Work to be completed >> Report each line below that contains the string "list", copying the whole line. Case counts, so match uppercase and lowercase letters precisely.

## begin Material shown

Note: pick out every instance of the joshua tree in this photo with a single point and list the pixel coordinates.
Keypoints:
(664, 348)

## end Material shown
## begin Material shown

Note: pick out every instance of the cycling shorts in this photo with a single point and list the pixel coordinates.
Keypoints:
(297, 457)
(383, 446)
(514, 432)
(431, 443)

## end Material shown

Correct response >>
Note: pick out every instance of the joshua tree in this photo with a single point and list the pixel coordinates.
Note: pick out every instance of the cycling shorts in this photo with a single point and list the pixel coordinates.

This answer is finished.